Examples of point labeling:
## START

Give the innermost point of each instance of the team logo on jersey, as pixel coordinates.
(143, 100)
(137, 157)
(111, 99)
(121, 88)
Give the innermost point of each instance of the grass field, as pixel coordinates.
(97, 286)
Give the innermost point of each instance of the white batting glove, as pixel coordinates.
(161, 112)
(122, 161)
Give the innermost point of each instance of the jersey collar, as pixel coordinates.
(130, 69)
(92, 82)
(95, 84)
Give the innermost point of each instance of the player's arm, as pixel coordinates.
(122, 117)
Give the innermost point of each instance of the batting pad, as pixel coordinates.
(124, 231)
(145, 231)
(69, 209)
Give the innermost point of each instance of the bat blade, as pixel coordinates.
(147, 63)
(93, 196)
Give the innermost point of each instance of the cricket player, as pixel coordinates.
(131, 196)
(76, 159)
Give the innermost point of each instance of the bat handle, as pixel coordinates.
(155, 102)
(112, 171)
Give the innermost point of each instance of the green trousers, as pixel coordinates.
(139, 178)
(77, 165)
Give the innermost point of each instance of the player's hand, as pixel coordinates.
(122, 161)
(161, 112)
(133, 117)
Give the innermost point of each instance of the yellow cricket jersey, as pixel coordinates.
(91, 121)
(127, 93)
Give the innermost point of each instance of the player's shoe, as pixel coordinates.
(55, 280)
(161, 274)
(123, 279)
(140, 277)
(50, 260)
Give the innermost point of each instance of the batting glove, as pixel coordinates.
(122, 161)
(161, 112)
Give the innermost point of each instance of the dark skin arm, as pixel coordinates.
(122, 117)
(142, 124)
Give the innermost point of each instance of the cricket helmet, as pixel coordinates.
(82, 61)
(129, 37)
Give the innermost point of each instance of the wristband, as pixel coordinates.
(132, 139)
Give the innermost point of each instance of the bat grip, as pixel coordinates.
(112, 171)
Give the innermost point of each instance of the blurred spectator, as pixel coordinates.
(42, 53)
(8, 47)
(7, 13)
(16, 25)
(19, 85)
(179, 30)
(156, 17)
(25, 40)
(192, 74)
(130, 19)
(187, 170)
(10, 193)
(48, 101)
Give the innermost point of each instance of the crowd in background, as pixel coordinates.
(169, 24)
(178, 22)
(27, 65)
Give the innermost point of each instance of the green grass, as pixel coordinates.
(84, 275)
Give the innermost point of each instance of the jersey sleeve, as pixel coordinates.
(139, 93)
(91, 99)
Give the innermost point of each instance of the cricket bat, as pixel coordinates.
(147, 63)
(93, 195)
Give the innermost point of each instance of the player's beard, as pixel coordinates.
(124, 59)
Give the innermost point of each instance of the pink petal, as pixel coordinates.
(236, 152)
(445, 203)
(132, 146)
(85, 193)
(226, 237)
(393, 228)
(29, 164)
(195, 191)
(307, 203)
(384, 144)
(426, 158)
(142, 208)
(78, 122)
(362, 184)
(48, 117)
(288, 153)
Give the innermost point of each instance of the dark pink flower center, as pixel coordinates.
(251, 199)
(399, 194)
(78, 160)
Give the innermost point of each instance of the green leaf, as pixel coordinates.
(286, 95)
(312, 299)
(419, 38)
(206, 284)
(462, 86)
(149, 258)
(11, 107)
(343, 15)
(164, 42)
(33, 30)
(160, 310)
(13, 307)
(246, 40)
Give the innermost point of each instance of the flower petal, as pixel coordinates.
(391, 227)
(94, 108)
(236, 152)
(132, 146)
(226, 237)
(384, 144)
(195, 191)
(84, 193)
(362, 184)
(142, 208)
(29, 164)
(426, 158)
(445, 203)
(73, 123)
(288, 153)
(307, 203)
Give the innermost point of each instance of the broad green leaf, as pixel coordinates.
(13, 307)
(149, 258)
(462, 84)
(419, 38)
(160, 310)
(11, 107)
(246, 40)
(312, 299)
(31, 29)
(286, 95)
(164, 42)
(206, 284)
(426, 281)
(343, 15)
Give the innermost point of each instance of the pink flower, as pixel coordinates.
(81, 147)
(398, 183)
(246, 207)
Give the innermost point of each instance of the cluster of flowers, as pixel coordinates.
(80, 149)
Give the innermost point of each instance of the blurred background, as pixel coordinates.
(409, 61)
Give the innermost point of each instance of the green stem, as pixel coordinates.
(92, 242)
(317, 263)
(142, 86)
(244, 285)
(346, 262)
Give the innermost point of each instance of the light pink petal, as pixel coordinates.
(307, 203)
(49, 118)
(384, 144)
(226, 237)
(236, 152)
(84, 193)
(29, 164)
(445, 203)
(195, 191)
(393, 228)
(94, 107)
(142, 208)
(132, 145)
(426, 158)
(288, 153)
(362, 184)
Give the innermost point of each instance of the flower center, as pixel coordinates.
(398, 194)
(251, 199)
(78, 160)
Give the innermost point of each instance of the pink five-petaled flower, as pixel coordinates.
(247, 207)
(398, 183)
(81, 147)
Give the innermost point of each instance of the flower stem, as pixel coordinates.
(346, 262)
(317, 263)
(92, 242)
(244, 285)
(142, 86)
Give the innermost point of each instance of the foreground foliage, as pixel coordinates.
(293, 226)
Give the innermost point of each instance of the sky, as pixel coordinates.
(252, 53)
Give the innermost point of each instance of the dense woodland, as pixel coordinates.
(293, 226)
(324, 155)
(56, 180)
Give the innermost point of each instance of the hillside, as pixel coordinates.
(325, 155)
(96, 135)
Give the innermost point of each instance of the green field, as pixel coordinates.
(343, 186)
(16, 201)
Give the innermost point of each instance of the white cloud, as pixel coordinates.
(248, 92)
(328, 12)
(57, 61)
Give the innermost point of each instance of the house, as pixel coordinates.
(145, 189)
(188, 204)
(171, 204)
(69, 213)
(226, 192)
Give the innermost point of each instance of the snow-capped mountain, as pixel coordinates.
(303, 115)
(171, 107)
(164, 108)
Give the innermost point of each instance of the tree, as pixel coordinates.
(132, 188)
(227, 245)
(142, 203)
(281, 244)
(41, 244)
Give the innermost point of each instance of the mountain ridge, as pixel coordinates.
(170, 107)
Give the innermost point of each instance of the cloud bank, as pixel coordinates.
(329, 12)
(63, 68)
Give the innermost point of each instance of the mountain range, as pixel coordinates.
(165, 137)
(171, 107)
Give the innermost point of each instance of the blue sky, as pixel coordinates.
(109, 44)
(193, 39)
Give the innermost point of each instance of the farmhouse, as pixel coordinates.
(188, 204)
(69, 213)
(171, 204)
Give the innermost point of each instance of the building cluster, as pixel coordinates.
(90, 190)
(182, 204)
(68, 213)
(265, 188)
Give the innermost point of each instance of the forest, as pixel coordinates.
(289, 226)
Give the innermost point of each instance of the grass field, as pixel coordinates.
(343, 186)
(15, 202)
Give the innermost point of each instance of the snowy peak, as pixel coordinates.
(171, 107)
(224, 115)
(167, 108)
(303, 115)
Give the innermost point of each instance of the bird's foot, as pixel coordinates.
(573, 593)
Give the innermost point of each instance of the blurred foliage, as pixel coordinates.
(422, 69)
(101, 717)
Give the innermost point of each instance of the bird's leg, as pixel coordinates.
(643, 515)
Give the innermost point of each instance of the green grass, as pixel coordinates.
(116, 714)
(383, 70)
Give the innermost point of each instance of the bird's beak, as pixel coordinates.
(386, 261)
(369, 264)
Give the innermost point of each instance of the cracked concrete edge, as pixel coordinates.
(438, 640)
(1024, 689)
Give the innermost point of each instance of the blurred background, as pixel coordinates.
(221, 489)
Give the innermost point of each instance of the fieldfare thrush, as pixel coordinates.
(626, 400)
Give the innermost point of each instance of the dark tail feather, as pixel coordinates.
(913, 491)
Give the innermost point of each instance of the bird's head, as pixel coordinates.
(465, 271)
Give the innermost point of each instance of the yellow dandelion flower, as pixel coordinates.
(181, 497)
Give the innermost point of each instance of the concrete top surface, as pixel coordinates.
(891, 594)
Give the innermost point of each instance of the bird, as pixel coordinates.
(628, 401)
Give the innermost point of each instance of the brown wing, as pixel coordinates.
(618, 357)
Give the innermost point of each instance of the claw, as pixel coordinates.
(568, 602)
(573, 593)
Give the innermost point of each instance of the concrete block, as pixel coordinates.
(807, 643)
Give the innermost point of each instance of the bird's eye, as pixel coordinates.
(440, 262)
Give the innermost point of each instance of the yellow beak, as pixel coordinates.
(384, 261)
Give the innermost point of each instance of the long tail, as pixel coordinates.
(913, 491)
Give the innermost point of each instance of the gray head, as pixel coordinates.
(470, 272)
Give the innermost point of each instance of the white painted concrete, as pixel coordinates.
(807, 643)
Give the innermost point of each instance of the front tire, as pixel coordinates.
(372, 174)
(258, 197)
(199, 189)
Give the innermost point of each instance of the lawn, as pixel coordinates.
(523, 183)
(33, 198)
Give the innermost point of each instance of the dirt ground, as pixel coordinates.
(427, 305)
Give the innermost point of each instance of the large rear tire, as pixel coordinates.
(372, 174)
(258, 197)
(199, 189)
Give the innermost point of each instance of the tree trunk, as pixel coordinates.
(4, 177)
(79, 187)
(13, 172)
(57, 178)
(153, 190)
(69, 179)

## END

§ **STATED EXERCISE**
Arrange the lines of the material as a JSON list of strings, one string per line and no blank lines, starting at the line that contains "Give the innermost point of each instance of the white painted" and continuing through the last line of the material.

§ **WRITTEN RESPONSE**
[
  "Give the innermost point of each instance of the white painted concrete, as pixel coordinates.",
  "(807, 643)",
  "Give the innermost point of each instance of the front tire, as pixel coordinates.",
  "(372, 174)",
  "(258, 197)",
  "(199, 189)",
  "Give the innermost point of each instance of the lawn, as pixel coordinates.",
  "(523, 183)",
  "(33, 198)",
  "Give the innermost point of each instance of the dirt ground, as pixel coordinates.",
  "(427, 305)",
  "Give the innermost point of each instance of the large rear tire, as pixel coordinates.",
  "(372, 174)",
  "(258, 197)",
  "(199, 189)",
  "Give the innermost point of each instance of the tree trunk, as pixel coordinates.",
  "(4, 177)",
  "(79, 187)",
  "(13, 172)",
  "(57, 178)",
  "(153, 190)",
  "(69, 179)"
]